==== ЦИТИРУЕМЫЙ ТЕКСТ ====

И те же губы. Те же руки
Касались наших губ и рук,
Когда в слезах, огне и муке
Пред нами разомкнулся круг…
Мой милый друг, мой друг любимый,
Я все стерплю, я все приму —
Пусть только крылья Серафима,
Тебя хранящие незримо,
Души твоей покроют тьму.
Из них двоих — двадцатилетней и тридцатипятилетней — Юлиан выбрал Лилю. Знакомство стремительно обернулось романом: Лилю ошеломили его одаренность, его страсть к наукам, его почти детская любознательность и доверчивость. Щуцкого ее близость тоже ошеломила, но по-другому. Он, угадав в Елизавете Васильевой, мастере штейнерианства, существо высшей духовной породы, потянулся к ней как к проводнику в те высокие сферы, которые были пока что ему непонятны. Настойчиво спрашивал, перечитывал лекции Штейнера, проводил параллели с религиозными философиями Востока и Запада, апеллировал к христианству; Лиля не уставала с ним заниматься и разъяснять ему тонкости антропософских сюжетов, приоткрывала тайные области оккультизма, рассказывала о Докторе. Так у Юлиана сложились на редкость ответственное понимание антропософии и убеждение в том, что антропософское постижение реальности человеку необходимо, — убеждение, от которого он не отрекся и в 1930-е годы, в преддверии ареста:
Весь познаваемый мною мир реален, но по существу является лишь откровением лежащего в его основе мира духовных существ. В своем самосознании, там, где человек говорит себе самому «Я», он примыкает к этому миру духа, но исторически необходимое мощное воздействие чувственного восприятия временно заслоняет от него весь духовный мир, кроме самопознания. Границы рождения и смерти в настоящее время также ограничивают свободный взгляд на мир духа. Однако все эти границы не абсолютны и при соответствующей серьезной работе и подготовке сознания, сводящейся к его оздоровлению и укреплению, небывалому в обычной жизни, эти границы преодолимы. Признавая себя в своем бессмертном существе, человек приходит к познанию повторности жизней и к повторности законов их причинной связи, того, что в несколько упрощенном и банальном виде известно в буддизме под названием «карма». ‹…› Признание этих данных накладывает на человека этические обязательства, несколько превышающие те, которые обычно признаются людьми[226].

==== РАЗДЕЛ ДАННЫХ ====

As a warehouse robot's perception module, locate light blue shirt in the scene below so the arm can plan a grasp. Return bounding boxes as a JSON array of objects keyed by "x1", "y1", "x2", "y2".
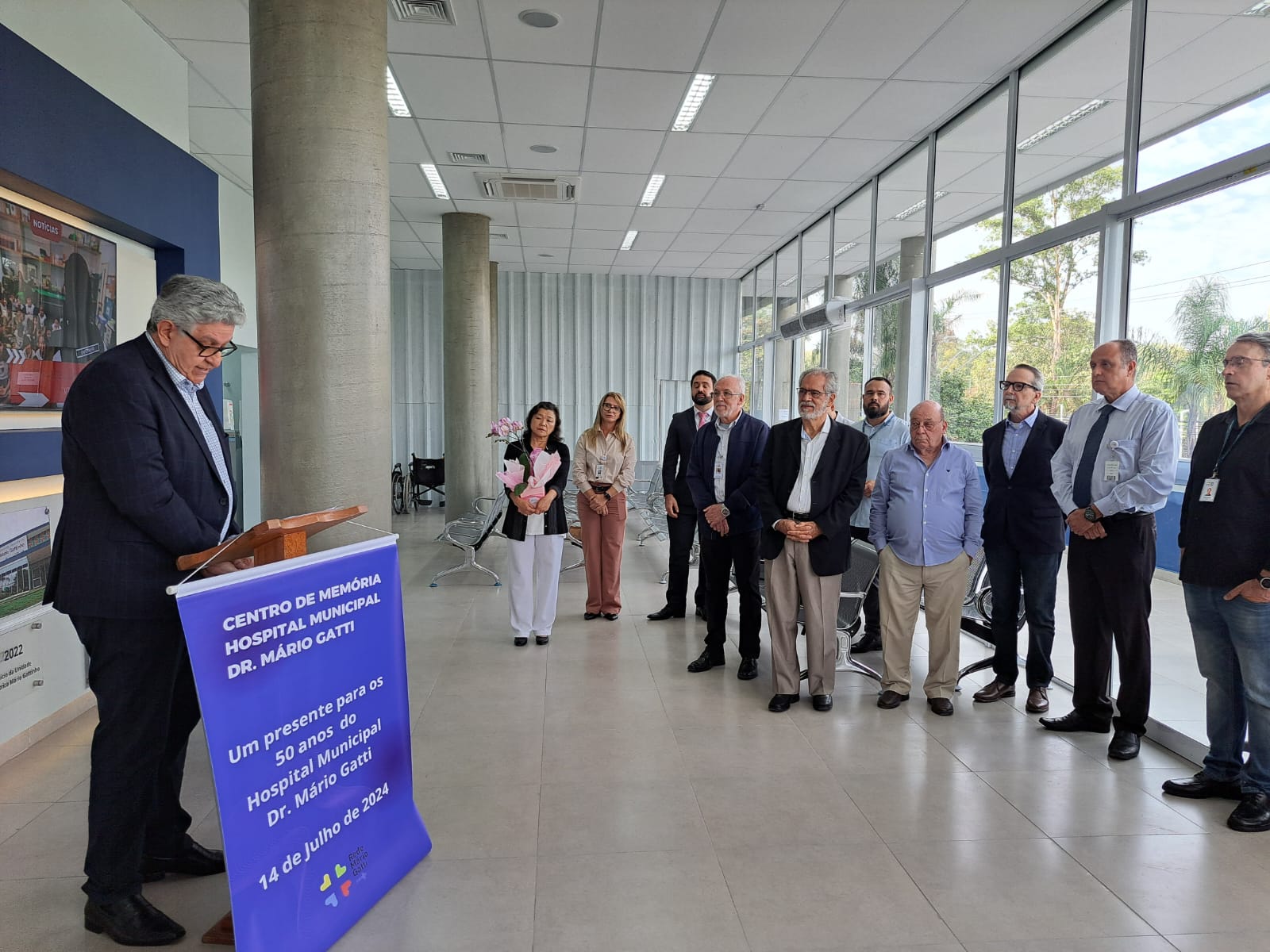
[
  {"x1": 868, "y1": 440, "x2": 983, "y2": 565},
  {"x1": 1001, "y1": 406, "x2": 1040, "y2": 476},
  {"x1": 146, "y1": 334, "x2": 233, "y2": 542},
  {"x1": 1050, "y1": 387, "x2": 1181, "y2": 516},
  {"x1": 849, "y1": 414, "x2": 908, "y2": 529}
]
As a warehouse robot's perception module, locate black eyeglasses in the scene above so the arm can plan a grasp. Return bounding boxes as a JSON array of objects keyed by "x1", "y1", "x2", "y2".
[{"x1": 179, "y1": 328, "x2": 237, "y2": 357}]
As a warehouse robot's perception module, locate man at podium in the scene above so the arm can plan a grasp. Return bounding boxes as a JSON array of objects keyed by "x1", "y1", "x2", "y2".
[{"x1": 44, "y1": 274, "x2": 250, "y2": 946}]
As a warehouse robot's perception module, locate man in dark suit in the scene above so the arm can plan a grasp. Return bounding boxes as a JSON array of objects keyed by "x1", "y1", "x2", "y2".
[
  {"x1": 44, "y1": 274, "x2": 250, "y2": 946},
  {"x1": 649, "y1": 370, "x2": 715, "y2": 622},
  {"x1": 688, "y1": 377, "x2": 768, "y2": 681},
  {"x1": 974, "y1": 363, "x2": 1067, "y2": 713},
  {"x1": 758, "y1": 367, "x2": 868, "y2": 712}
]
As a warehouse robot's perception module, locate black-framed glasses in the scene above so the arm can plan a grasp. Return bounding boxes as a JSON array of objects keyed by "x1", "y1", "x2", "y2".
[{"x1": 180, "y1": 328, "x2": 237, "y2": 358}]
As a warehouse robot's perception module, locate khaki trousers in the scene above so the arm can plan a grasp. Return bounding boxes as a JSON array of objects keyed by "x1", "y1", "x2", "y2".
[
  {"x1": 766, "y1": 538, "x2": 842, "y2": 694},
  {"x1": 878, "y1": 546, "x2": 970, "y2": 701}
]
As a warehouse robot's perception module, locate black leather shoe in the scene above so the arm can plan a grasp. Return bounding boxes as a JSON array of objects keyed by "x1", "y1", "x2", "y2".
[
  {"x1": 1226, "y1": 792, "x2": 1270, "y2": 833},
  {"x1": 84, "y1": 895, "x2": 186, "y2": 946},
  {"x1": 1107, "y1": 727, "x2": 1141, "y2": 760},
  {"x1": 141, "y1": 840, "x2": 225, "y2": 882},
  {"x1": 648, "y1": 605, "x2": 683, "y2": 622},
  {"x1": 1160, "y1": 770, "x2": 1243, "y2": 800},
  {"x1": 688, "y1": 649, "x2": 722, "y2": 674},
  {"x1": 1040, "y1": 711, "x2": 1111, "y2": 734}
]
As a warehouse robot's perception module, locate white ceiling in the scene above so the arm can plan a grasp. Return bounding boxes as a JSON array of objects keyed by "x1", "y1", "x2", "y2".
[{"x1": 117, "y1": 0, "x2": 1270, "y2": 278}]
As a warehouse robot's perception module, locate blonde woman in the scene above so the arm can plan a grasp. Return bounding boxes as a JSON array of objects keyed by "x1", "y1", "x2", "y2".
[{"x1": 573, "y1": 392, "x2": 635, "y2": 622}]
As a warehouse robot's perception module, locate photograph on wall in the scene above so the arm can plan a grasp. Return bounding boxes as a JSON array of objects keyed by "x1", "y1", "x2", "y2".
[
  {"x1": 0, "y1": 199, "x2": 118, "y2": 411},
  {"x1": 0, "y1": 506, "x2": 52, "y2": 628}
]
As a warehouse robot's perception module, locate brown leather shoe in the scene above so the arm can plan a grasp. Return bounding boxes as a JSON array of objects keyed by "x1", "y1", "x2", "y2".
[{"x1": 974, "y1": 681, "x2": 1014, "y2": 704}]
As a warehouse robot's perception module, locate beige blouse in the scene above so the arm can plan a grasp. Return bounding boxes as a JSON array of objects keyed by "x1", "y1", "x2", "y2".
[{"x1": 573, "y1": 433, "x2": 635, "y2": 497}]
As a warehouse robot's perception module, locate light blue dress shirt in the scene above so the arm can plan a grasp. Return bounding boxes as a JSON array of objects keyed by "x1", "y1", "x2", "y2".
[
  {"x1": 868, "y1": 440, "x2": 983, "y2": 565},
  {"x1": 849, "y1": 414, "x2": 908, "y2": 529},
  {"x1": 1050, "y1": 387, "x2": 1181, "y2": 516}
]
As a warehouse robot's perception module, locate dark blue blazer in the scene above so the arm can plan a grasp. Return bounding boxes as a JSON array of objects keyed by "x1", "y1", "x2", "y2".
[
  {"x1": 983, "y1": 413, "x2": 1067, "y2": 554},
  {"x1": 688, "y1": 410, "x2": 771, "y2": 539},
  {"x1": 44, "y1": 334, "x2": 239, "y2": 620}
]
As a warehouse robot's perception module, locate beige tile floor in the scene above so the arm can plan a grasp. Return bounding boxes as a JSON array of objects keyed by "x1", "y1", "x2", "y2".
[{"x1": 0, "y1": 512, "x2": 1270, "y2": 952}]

====

ПОСТАВЛЕННАЯ ЗАДАЧА:
Кого из двоих, двадцатилетней и тридцатипятилетней, выбрал Юлиан, согласно цитируемому тексту?

ПИСЬМЕННЫЙ ОТВЕТ:
Юлиан выбрал Лилю.